[EXERCISE DIRECTIONS]
Copy out every record below with "Query" changed to "Label" wherever it occurs, keeping everything else the same. Leave the pictures out.
┌─ INFORMATION SUPPLIED
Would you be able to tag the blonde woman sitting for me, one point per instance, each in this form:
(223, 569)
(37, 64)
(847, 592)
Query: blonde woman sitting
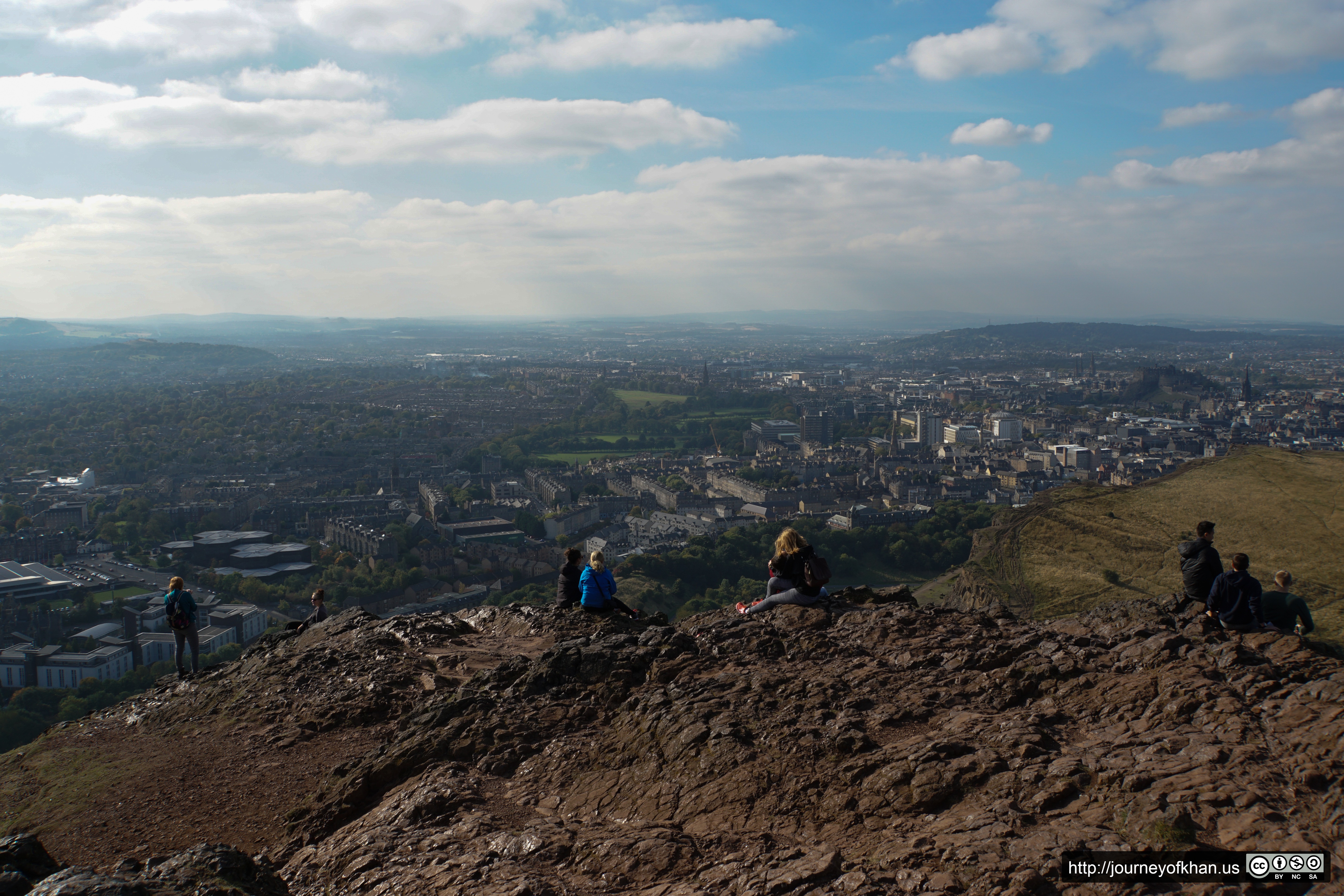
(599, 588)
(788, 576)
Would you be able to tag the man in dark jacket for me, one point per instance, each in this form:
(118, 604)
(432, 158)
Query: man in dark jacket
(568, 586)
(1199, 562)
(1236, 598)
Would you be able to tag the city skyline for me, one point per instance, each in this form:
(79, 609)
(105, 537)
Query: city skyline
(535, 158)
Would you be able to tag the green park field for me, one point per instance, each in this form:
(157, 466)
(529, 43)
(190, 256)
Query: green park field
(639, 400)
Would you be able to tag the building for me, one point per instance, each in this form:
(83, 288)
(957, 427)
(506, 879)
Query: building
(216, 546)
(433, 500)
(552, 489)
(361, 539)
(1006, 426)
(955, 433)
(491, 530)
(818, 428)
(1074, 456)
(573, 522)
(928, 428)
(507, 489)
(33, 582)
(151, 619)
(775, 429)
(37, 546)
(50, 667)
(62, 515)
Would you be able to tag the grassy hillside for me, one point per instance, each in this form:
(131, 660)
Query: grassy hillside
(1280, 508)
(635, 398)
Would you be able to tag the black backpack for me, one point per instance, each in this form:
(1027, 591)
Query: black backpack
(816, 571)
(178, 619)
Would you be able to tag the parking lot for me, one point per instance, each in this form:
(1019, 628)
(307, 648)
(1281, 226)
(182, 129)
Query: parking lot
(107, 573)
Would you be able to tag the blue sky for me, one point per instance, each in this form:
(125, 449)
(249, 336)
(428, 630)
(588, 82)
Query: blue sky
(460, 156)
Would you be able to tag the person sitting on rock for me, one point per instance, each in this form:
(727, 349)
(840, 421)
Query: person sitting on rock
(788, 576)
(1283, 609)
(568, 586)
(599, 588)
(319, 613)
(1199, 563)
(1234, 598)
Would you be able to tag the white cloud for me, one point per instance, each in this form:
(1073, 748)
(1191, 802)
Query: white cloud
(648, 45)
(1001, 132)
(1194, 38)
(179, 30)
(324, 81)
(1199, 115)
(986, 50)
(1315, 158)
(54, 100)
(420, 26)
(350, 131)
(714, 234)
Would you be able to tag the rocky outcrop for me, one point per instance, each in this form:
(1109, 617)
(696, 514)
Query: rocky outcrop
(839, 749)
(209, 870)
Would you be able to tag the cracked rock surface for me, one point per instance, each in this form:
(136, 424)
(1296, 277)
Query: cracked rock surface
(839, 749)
└─
[ANSWER TO THIS EXERCISE]
Would you be able to tag the blonde woman sitting for me, one point per instance, each in this form:
(223, 569)
(37, 64)
(847, 592)
Label: blonde woman sitting
(599, 588)
(788, 576)
Would you be able to tag the man in dark jacket for me, one point per instance, each in this form:
(118, 604)
(432, 158)
Label: man in dark jacket
(568, 586)
(1199, 562)
(1236, 598)
Would you be able to tag the city skyline for me, one point per instance, each in this form:
(79, 609)
(105, 537)
Label: city skyline
(535, 158)
Would you be able to tag the green park field for me, one point per instance, each in this form:
(157, 466)
(529, 43)
(190, 256)
Label: green park field
(639, 400)
Would you be able to tag the building for me, one point per instance, each in this form:
(83, 288)
(957, 427)
(506, 879)
Label: building
(216, 546)
(433, 500)
(552, 489)
(361, 539)
(1006, 426)
(955, 433)
(491, 530)
(818, 428)
(1074, 456)
(573, 522)
(928, 428)
(507, 489)
(33, 582)
(151, 619)
(775, 429)
(37, 546)
(50, 667)
(62, 515)
Would you be able to tag the grassy hillside for me, one point per instance, each in this form:
(131, 660)
Label: grassy hillside
(1280, 508)
(635, 398)
Would you be able to tag the black backpack for me, one point per instance, each in this form:
(1027, 591)
Label: black backpack
(816, 571)
(178, 619)
Would you be able to tag the parking lot for me, one point per instance, each in this form:
(1019, 628)
(307, 648)
(1281, 226)
(182, 129)
Label: parking lot
(107, 573)
Would you be able to tag the blue sky for me, one point per instance, each in this form:
(125, 449)
(249, 336)
(428, 630)
(588, 82)
Label: blue sky
(460, 156)
Would you be able to tag the person sitting on rock for me, one point per instance, each in this form:
(727, 349)
(840, 421)
Label: person sitting on rock
(788, 576)
(1283, 609)
(568, 586)
(599, 588)
(319, 613)
(1199, 563)
(1234, 598)
Would you be able to tag the white cloud for me, one point per instance, each in this form:
(1073, 748)
(1191, 802)
Label: white cloud
(648, 45)
(1001, 132)
(1194, 38)
(179, 30)
(324, 81)
(1199, 115)
(986, 50)
(1315, 158)
(54, 100)
(420, 26)
(350, 131)
(714, 234)
Would you be able to tag the rocky outcrop for me, one point per instance, each in this form:
(1109, 617)
(696, 514)
Label: rocky outcrop
(839, 749)
(209, 870)
Would you be able to tag the cracked rock surface for me, one point per instance, each in this form:
(136, 424)
(1296, 277)
Label: cracked rock surface
(839, 749)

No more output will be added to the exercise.